How many lines of the items below contain the string "green"? Case counts, and the reply is the number alone.

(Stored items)
※ ※ ※

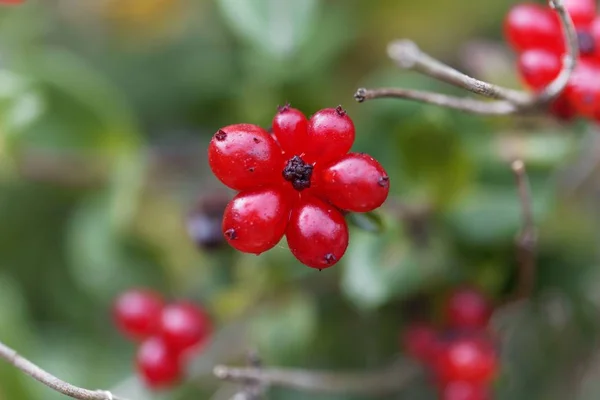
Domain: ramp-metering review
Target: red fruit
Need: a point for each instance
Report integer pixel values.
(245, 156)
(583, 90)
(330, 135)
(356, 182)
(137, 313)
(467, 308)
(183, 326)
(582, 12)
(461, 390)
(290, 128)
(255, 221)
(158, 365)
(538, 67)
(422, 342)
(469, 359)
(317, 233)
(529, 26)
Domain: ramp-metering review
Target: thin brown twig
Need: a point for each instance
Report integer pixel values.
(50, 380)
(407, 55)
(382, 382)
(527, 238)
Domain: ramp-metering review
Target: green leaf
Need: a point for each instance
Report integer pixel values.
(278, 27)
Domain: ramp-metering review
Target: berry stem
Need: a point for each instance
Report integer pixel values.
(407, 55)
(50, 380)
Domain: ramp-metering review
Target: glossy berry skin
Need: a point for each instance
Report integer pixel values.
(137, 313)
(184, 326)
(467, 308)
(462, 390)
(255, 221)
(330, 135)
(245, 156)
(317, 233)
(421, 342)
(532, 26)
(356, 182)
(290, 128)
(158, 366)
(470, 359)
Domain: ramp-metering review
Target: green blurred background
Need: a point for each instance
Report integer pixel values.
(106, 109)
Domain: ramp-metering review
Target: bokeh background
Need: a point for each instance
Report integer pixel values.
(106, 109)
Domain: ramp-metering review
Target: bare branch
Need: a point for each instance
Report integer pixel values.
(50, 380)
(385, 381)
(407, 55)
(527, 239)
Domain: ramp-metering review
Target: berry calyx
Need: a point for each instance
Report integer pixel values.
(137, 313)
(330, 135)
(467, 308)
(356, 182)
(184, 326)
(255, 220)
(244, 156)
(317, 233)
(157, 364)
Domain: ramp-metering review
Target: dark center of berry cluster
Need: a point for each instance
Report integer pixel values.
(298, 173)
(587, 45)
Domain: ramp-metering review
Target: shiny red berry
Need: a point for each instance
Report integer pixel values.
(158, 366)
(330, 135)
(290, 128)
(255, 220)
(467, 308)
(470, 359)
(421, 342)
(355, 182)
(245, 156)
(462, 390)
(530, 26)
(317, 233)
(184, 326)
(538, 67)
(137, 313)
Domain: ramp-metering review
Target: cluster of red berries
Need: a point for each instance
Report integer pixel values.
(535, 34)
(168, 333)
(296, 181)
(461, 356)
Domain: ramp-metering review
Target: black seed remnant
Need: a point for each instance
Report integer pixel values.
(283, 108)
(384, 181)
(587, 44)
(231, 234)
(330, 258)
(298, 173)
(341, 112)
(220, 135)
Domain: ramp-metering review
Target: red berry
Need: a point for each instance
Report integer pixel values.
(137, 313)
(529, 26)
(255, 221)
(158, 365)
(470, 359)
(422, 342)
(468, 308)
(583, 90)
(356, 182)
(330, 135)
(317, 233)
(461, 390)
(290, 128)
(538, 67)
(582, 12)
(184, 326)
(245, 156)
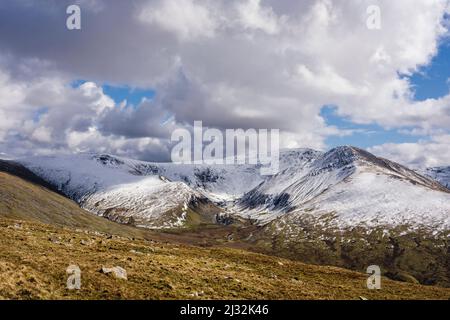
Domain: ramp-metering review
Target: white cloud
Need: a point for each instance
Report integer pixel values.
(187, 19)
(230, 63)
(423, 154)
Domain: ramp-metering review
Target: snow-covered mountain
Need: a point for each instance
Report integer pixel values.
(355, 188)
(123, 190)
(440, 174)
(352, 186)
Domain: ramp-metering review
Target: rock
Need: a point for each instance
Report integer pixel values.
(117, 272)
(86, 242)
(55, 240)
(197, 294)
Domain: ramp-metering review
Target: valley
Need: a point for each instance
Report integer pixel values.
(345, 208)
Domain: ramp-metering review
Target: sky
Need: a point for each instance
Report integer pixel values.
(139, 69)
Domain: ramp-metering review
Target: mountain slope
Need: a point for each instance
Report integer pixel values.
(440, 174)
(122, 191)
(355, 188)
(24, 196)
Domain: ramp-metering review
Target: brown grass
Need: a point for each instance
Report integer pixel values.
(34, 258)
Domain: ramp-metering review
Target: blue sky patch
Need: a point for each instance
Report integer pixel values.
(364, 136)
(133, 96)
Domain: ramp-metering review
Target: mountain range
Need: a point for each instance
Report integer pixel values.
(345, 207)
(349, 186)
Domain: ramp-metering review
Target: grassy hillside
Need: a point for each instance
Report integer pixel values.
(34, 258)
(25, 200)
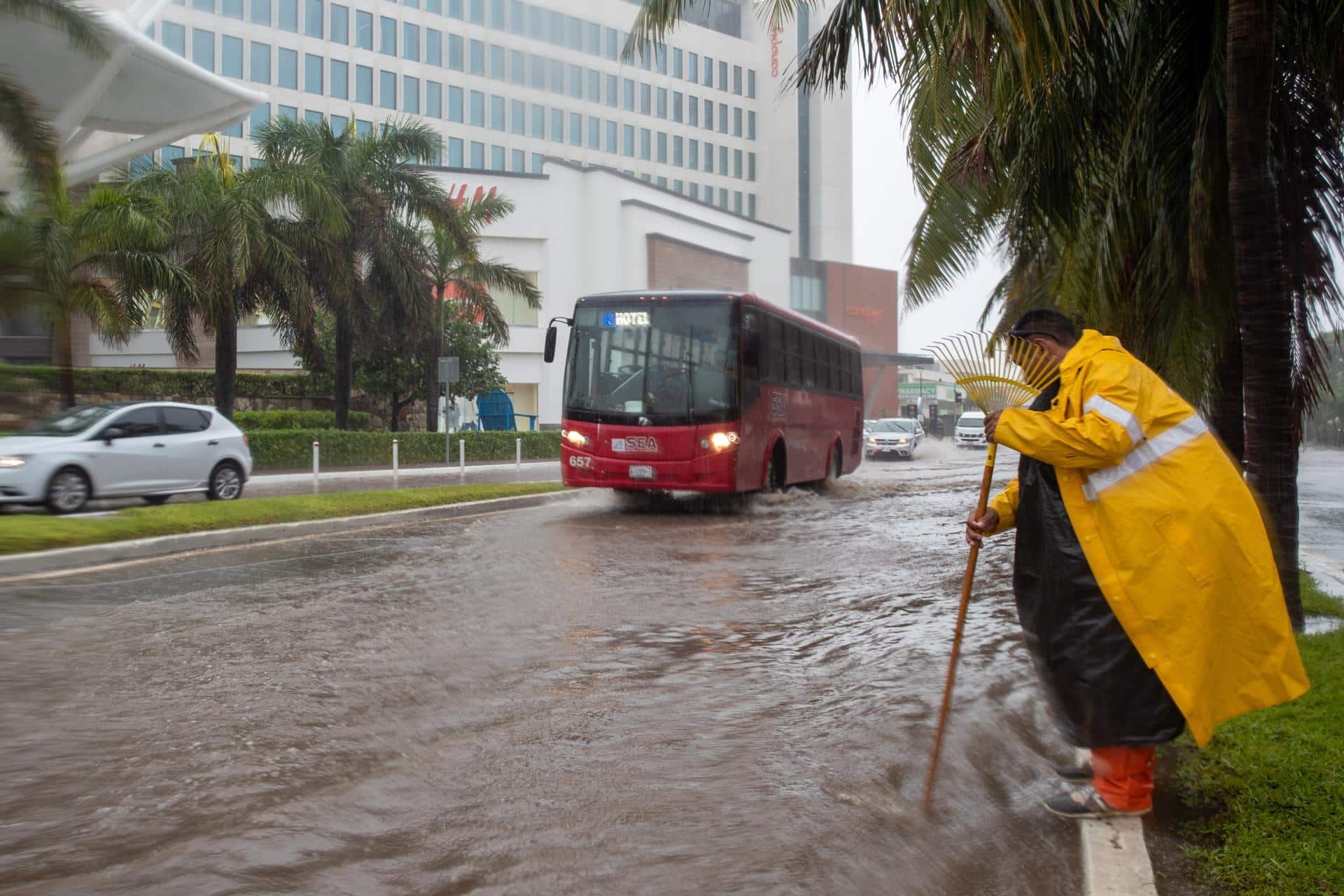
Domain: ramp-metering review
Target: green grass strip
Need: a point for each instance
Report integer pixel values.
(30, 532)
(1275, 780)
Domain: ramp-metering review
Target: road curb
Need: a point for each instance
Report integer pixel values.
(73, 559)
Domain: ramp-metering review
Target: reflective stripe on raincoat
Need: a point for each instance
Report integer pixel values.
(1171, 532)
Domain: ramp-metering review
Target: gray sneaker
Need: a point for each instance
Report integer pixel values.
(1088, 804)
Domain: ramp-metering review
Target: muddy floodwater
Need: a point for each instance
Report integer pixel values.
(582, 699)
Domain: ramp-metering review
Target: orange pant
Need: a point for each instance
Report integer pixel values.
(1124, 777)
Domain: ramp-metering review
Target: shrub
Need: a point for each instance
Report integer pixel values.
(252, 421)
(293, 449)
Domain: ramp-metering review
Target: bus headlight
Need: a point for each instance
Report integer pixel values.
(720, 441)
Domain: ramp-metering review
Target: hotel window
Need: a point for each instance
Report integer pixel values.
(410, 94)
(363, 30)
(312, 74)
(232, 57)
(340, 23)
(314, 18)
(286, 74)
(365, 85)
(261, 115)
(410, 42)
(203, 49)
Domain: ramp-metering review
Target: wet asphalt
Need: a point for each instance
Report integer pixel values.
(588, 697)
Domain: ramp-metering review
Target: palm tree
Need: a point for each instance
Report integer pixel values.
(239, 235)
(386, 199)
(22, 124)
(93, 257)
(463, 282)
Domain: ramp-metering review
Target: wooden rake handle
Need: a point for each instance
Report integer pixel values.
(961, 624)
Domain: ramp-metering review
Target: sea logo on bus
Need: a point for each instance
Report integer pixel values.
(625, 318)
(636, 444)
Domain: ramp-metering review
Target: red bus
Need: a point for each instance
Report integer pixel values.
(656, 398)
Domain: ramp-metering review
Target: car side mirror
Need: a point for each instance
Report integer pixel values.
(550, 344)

※ ※ ※

Reply to the task: 3